- Short exercise: Copy part of the listing below word for word, beginning at the line that contains "--target sandy path" and stopping after the line that contains "132 98 L 95".
•••
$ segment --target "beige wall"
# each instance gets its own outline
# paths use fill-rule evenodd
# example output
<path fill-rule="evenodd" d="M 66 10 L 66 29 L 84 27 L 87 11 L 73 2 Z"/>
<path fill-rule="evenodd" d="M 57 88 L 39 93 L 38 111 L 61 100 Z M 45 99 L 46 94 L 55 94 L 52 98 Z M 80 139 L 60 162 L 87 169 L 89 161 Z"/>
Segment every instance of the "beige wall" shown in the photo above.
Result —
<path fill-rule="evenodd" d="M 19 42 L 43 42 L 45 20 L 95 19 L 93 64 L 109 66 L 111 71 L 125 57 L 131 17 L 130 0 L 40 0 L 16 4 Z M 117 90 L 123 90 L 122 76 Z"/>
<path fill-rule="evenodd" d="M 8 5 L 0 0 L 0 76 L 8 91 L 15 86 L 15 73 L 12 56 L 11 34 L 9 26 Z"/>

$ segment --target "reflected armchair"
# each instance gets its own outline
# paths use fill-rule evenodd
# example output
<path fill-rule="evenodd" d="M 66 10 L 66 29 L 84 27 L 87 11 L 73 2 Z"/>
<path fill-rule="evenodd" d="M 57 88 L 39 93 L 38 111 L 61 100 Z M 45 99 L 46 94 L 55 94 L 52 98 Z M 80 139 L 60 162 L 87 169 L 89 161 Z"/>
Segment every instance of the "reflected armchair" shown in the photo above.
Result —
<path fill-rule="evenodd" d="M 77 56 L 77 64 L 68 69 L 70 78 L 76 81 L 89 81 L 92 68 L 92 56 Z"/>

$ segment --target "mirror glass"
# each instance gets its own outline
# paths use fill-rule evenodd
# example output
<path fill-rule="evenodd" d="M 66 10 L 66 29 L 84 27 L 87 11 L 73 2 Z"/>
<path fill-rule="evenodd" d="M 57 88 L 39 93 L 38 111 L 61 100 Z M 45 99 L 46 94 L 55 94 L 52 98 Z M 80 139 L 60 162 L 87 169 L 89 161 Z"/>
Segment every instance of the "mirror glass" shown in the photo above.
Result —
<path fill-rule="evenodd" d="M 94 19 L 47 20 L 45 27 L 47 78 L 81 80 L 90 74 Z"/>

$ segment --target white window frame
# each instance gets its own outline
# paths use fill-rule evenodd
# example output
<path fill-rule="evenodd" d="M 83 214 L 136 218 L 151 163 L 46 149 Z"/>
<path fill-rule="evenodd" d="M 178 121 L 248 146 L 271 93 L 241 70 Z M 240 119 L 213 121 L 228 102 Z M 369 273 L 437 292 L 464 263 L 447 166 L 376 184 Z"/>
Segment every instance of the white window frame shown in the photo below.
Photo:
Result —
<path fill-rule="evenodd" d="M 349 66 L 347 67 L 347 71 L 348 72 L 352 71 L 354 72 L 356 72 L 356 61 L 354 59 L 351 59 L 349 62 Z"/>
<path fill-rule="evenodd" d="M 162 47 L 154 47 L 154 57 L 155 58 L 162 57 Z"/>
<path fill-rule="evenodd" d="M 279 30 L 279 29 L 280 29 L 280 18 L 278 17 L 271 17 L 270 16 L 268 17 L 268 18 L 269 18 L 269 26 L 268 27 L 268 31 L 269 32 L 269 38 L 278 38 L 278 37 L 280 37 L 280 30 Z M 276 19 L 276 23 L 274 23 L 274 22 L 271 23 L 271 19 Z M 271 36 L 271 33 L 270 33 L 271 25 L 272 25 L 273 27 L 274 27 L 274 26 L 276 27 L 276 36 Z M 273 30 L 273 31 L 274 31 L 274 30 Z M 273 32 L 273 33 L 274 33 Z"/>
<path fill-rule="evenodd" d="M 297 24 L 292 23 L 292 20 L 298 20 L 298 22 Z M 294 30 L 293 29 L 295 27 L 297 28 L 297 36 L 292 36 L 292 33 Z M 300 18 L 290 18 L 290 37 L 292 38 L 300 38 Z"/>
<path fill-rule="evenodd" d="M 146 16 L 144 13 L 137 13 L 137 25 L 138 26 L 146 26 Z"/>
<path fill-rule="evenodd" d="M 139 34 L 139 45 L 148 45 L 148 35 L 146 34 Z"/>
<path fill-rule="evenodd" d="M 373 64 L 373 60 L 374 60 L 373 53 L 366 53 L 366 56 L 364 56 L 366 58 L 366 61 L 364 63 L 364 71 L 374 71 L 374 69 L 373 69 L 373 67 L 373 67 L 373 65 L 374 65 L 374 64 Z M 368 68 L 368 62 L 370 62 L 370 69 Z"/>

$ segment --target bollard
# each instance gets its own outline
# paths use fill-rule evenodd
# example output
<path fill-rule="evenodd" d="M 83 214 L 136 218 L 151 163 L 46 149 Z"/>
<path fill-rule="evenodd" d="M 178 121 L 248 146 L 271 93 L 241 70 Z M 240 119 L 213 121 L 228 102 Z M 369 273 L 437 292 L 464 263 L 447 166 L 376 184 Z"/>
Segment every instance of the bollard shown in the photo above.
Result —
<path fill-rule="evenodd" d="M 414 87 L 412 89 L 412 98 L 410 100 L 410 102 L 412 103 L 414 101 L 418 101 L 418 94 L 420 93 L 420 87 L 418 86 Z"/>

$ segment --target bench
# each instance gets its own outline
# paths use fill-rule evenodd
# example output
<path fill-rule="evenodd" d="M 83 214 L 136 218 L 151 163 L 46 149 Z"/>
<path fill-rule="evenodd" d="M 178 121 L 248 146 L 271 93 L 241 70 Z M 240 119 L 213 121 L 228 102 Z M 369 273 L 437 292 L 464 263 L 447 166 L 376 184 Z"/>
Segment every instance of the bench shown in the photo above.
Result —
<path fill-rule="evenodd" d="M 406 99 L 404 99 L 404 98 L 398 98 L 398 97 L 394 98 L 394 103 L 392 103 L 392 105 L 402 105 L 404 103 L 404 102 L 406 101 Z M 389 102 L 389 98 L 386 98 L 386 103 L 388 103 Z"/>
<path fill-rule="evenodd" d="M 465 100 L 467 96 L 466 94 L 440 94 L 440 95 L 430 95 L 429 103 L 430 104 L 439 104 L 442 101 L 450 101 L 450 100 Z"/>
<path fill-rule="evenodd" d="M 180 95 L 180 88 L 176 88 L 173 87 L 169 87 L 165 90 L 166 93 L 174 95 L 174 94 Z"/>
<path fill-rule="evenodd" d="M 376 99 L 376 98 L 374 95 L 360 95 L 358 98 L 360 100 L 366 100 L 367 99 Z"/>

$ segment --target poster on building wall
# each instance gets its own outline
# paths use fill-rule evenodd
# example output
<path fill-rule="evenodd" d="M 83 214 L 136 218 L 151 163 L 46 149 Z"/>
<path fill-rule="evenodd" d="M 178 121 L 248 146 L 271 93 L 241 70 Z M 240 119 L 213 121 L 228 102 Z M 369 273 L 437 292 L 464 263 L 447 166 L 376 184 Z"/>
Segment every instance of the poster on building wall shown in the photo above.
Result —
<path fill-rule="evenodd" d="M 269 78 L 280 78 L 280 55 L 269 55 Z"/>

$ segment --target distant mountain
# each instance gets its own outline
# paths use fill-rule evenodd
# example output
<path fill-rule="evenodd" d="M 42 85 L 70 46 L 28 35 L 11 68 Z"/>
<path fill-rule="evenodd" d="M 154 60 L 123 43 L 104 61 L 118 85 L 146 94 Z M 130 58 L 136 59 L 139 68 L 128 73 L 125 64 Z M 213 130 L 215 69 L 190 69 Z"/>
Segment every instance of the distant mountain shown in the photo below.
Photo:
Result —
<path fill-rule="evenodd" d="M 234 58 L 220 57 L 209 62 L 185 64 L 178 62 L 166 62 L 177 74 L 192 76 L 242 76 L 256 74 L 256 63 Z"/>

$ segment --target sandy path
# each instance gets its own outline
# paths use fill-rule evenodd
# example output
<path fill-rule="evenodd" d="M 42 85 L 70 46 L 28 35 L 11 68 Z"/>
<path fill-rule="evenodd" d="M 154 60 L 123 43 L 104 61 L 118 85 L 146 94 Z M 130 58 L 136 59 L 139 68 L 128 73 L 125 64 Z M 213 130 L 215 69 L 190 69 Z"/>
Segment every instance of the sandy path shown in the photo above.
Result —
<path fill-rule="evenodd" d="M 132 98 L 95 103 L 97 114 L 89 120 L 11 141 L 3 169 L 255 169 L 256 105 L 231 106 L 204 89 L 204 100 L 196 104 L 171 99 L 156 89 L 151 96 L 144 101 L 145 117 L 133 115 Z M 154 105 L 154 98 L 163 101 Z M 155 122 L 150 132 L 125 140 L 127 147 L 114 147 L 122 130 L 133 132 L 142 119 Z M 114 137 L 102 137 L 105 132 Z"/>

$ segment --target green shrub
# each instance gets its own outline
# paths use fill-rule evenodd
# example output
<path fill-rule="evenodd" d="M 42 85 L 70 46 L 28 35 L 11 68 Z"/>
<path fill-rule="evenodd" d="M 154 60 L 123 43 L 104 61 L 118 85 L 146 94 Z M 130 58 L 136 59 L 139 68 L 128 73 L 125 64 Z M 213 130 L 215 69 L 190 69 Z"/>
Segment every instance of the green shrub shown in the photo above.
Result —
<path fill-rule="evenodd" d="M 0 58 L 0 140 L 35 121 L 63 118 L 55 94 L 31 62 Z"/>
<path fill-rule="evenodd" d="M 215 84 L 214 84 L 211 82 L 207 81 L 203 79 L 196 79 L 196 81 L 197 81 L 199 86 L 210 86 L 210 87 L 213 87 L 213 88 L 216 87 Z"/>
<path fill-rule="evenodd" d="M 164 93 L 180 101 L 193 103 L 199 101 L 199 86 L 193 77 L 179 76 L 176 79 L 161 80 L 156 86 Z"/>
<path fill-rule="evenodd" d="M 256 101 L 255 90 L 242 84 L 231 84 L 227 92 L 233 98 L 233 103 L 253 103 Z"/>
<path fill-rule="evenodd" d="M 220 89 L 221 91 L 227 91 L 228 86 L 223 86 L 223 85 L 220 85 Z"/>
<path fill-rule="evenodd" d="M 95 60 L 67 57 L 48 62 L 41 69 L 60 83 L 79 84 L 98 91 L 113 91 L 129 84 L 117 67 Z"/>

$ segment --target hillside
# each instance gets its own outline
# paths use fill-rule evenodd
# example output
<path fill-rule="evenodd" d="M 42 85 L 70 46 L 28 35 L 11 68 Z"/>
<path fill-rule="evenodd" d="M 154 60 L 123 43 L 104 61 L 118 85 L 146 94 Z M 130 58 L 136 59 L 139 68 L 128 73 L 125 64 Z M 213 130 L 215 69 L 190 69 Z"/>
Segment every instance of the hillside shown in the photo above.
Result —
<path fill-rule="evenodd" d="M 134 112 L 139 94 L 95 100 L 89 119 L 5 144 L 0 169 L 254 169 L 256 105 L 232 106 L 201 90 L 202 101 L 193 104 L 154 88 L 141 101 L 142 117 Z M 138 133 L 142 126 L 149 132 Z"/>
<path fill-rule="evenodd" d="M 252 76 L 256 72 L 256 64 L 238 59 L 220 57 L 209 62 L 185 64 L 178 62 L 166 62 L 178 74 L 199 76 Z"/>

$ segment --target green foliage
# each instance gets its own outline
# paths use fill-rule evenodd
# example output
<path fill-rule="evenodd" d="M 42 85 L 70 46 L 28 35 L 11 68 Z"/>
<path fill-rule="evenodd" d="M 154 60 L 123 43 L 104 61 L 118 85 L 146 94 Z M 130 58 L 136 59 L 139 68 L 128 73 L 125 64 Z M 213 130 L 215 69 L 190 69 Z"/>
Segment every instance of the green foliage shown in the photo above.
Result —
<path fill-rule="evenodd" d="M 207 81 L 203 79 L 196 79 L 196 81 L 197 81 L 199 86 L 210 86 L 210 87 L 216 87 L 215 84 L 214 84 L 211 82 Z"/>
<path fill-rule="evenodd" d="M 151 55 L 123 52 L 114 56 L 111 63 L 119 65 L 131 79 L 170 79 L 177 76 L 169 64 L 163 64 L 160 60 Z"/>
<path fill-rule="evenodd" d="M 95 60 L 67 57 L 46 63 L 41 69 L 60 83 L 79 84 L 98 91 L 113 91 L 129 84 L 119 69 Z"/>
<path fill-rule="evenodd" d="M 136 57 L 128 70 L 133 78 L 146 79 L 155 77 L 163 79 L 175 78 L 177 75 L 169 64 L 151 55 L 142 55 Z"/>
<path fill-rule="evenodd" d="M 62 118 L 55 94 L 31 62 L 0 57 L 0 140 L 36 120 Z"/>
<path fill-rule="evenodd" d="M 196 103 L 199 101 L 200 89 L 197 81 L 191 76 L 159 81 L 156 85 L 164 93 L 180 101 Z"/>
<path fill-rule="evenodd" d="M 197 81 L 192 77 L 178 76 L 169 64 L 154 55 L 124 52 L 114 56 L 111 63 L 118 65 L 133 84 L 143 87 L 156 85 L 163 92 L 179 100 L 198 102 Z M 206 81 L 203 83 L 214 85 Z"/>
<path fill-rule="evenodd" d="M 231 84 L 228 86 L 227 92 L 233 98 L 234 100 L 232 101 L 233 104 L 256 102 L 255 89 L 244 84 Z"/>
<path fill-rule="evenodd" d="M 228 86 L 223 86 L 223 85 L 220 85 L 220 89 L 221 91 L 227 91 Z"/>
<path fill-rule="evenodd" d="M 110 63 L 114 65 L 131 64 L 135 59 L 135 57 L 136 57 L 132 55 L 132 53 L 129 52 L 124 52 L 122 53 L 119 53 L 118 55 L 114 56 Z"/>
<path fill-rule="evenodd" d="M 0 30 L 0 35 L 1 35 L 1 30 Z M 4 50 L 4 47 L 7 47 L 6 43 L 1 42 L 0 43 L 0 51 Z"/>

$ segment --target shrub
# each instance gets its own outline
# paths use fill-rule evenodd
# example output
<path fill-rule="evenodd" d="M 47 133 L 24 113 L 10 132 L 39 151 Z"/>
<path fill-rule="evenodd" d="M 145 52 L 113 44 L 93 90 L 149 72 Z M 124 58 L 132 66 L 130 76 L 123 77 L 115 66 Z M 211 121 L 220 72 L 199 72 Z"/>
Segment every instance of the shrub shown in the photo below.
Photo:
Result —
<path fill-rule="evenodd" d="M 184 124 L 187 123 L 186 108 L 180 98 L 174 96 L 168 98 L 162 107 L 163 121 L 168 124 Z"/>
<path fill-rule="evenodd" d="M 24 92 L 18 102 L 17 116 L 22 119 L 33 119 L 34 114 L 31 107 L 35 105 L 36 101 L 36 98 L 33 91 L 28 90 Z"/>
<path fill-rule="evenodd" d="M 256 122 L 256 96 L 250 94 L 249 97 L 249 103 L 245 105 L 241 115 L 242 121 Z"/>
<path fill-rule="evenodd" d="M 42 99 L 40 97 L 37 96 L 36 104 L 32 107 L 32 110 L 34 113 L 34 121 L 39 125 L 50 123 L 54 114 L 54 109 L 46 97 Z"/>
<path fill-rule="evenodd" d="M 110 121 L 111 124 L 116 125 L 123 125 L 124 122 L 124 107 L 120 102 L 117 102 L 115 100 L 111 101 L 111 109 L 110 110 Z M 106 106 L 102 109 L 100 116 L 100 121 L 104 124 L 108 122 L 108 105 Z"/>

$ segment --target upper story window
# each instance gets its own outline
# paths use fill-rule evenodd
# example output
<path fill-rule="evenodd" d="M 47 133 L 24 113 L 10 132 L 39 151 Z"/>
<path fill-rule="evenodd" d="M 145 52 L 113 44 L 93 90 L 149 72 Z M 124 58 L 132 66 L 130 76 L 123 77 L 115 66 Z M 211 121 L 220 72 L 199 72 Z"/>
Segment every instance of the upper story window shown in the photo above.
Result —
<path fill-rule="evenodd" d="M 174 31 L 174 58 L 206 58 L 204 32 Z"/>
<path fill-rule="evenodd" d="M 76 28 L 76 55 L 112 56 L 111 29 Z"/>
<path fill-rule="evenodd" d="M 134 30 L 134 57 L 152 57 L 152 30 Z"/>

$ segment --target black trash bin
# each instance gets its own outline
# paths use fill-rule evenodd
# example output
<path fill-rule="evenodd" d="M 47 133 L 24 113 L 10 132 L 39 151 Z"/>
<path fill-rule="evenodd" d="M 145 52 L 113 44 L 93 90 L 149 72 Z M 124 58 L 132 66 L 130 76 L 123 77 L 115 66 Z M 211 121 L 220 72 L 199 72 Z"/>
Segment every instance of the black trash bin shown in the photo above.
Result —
•••
- Solution:
$ segment --target sandy path
# each instance gets its own outline
# paths use fill-rule evenodd
# example output
<path fill-rule="evenodd" d="M 42 85 L 70 46 L 28 35 L 11 68 Z"/>
<path fill-rule="evenodd" d="M 154 60 L 123 43 L 104 61 L 118 85 L 146 94 Z M 130 58 L 136 59 L 139 68 L 128 73 L 125 64 Z M 213 130 L 215 69 L 190 69 Z"/>
Segment every instance of the sandy path shown in the photo above.
Result —
<path fill-rule="evenodd" d="M 132 98 L 95 103 L 97 114 L 89 120 L 11 141 L 3 169 L 255 169 L 256 105 L 231 106 L 204 89 L 204 100 L 196 104 L 171 99 L 156 89 L 151 96 L 144 101 L 145 117 L 133 115 Z M 154 105 L 154 98 L 163 101 Z M 155 122 L 150 132 L 125 140 L 127 147 L 114 147 L 122 130 L 133 132 L 142 119 Z M 114 137 L 102 137 L 105 132 Z"/>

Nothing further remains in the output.